# WRITTEN INSTRUCTION
Reproduce every one of the following entries verbatim, line for line.

# SUPPLIED INFORMATION
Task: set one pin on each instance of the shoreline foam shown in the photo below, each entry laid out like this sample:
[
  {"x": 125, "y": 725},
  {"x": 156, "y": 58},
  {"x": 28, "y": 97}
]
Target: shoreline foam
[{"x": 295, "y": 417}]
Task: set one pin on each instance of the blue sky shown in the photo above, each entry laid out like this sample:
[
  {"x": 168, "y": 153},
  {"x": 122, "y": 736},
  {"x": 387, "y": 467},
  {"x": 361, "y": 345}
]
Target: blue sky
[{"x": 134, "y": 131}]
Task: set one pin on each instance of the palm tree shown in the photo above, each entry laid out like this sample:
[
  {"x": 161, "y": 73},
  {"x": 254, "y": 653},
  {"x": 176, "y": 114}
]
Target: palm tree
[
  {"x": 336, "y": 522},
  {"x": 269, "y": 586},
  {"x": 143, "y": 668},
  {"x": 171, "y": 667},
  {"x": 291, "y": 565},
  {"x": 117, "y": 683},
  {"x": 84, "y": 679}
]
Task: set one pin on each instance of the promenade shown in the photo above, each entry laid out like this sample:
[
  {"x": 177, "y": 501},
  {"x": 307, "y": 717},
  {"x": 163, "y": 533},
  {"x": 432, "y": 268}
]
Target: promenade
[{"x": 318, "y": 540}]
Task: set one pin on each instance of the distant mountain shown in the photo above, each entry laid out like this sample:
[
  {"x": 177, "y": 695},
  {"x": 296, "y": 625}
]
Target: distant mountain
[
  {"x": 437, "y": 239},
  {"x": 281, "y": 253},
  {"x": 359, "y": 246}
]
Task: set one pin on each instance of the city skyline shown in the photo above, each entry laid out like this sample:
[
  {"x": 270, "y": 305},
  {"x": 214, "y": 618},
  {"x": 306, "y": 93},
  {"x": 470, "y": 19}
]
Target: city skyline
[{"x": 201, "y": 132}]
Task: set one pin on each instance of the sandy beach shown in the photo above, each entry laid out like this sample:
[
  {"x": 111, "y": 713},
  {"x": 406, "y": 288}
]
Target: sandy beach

# FINAL RESULT
Task: set one pin on each instance of the shoreline foam shown in the photo below, each entry laid out like this sample:
[
  {"x": 125, "y": 725},
  {"x": 156, "y": 58},
  {"x": 28, "y": 97}
]
Target: shoreline foam
[{"x": 295, "y": 417}]
Task: set one pin on each instance of the blue sky shown in the photo above, each entry laid out like this sample:
[
  {"x": 168, "y": 153},
  {"x": 122, "y": 736},
  {"x": 387, "y": 467},
  {"x": 361, "y": 345}
]
Target: blue sky
[{"x": 134, "y": 131}]
Task: set one pin on each instance of the palm tree shown in the photo above, each entry laid out like this sample:
[
  {"x": 161, "y": 73},
  {"x": 254, "y": 653},
  {"x": 176, "y": 114}
]
Target: palm tree
[
  {"x": 336, "y": 522},
  {"x": 269, "y": 586},
  {"x": 143, "y": 668},
  {"x": 171, "y": 667},
  {"x": 291, "y": 565},
  {"x": 117, "y": 683},
  {"x": 84, "y": 679}
]
Task: set one pin on each instance of the promenade shown in the photo above, each entry laid out like this sample:
[
  {"x": 177, "y": 501},
  {"x": 307, "y": 717},
  {"x": 163, "y": 533},
  {"x": 432, "y": 268}
]
Target: promenade
[{"x": 318, "y": 540}]
Task: set one pin on each instance of the distant mountain shown in the photo above, each entry laid out like this sample:
[
  {"x": 177, "y": 695},
  {"x": 296, "y": 625}
]
Target: distant mountain
[
  {"x": 437, "y": 239},
  {"x": 281, "y": 253},
  {"x": 359, "y": 246}
]
Task: set one pin on each instance of the city skyline shown in the photo above, each entry laid out like this sample:
[
  {"x": 270, "y": 305},
  {"x": 214, "y": 618},
  {"x": 306, "y": 93},
  {"x": 470, "y": 19}
]
Target: city skyline
[{"x": 201, "y": 132}]
Task: set one pin on each instance of the sandy beach shown in the photo above, each entry laid out like this sample:
[
  {"x": 111, "y": 713},
  {"x": 406, "y": 288}
]
Target: sandy beach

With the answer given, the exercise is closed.